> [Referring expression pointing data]
╔══

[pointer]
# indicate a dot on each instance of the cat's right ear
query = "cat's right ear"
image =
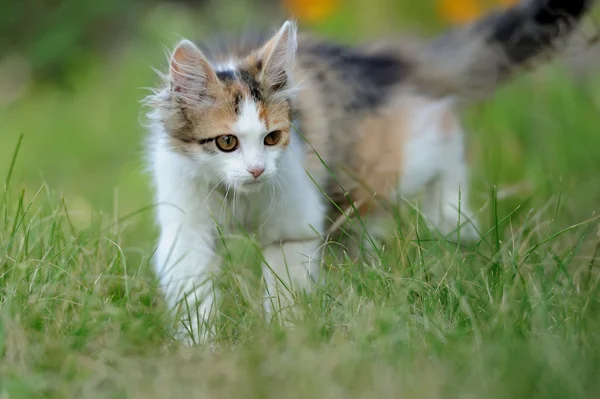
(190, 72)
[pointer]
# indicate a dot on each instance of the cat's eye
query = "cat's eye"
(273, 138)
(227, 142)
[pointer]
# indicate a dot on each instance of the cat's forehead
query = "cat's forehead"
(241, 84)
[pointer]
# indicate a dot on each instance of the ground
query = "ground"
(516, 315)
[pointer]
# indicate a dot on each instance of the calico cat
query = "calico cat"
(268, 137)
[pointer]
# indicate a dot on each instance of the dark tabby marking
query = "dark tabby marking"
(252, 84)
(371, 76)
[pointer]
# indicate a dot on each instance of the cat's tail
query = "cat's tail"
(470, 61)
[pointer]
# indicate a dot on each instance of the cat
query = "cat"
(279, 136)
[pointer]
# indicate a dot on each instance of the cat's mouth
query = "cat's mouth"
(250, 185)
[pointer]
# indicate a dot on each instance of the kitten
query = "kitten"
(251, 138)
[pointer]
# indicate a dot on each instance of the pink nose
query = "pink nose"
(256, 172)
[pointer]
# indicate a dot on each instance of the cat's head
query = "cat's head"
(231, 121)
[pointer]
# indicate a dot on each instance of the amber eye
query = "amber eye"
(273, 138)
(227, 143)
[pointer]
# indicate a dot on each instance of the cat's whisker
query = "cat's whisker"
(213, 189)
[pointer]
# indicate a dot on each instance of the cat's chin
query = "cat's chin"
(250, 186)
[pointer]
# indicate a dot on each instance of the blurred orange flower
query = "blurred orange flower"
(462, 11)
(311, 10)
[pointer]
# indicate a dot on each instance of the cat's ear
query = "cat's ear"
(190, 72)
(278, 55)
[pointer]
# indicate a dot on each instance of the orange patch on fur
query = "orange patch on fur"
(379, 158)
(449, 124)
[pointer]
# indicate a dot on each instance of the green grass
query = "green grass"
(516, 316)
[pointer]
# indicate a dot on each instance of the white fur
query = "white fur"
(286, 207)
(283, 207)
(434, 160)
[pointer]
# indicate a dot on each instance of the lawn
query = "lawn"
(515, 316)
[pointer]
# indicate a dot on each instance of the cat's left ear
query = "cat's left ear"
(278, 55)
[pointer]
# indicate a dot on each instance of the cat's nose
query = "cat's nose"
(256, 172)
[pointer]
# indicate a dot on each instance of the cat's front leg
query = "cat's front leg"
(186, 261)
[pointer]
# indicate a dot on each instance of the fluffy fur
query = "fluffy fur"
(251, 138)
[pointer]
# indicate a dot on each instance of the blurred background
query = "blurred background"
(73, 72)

╚══
╔══

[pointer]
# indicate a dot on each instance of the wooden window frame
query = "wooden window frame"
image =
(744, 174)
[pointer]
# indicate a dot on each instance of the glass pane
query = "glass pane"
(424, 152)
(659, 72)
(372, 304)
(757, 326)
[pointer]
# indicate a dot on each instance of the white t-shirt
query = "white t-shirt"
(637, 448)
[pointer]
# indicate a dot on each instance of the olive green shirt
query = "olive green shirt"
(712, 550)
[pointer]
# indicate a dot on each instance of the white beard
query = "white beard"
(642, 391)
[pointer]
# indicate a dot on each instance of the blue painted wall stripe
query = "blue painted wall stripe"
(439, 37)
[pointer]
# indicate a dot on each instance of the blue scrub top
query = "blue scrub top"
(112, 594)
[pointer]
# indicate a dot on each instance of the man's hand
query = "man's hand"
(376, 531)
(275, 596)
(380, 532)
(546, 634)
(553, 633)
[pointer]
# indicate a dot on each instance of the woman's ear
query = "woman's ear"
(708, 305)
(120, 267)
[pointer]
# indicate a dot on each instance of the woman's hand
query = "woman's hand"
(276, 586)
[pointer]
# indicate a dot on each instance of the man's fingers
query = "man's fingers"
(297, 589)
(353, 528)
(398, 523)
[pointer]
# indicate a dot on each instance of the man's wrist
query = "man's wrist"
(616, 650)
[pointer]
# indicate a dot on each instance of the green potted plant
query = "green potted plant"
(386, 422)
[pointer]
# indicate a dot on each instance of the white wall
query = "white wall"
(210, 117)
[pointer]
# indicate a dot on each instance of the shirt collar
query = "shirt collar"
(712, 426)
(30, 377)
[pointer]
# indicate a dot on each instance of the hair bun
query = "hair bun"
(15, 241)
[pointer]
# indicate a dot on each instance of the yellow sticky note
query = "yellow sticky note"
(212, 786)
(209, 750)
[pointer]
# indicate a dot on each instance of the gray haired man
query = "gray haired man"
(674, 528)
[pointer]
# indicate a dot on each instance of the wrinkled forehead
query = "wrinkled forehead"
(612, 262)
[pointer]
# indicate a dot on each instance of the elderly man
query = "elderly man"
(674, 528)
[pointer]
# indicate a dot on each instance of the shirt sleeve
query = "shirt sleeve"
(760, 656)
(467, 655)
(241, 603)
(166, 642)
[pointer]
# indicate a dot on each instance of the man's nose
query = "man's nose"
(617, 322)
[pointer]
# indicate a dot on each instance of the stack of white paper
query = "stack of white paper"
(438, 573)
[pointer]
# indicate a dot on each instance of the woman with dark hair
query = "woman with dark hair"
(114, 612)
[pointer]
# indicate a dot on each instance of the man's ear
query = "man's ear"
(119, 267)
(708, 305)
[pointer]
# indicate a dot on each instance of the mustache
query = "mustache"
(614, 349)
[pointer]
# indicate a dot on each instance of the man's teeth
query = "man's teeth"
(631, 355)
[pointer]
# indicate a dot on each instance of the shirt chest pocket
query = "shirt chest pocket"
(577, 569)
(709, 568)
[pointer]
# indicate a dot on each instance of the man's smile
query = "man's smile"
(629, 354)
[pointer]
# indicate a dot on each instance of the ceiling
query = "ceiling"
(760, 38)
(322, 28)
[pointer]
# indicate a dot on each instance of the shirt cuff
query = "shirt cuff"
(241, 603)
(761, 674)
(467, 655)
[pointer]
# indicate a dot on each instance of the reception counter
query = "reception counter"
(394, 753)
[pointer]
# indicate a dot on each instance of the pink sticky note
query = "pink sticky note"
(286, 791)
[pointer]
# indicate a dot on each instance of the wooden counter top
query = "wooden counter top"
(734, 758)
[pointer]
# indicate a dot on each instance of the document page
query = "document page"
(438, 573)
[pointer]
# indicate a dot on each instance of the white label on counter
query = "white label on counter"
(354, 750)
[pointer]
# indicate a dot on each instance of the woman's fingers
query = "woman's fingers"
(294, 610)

╚══
╔══

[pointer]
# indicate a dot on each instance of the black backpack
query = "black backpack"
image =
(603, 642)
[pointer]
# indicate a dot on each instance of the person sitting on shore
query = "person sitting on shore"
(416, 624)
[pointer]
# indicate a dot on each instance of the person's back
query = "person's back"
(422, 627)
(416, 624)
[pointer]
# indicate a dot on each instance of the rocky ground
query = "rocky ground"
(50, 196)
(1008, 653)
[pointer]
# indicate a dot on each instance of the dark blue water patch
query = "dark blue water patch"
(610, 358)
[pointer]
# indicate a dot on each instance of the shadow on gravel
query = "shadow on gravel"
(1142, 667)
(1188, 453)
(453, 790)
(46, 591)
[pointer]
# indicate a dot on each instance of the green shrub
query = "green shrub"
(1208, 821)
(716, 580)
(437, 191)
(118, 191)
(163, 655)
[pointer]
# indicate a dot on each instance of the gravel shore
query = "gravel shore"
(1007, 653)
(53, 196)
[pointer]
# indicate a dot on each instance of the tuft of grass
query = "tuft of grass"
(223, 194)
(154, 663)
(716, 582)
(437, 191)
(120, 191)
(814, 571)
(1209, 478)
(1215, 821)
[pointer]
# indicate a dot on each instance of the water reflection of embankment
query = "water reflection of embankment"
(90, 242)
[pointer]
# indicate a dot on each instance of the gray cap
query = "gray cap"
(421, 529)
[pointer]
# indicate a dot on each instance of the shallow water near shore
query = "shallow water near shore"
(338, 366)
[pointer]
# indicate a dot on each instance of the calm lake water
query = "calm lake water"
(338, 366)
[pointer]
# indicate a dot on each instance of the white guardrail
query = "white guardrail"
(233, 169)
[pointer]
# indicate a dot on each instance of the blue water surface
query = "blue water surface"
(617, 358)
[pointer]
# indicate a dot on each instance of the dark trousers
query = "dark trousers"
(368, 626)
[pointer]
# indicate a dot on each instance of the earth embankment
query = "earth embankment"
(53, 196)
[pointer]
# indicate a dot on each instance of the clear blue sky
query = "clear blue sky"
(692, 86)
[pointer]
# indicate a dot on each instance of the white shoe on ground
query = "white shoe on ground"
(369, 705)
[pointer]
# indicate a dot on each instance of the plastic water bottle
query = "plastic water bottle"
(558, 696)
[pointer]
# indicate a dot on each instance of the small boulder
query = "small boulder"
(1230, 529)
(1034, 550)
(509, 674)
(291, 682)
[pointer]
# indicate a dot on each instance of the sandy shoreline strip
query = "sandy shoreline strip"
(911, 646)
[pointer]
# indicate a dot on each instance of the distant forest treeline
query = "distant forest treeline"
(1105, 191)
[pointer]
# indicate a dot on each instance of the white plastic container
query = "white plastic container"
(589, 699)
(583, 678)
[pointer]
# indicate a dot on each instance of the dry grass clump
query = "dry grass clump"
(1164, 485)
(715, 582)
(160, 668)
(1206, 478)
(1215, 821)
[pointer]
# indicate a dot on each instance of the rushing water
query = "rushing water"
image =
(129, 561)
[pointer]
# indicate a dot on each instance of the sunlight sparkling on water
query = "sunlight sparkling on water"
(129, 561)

╚══

> [ACTIVITY] In the records above, find each line with the string "right" and list it.

> [RESPONSE AREA]
# indicate a dot on each instance of the cat's right ear
query = "cat's right ear"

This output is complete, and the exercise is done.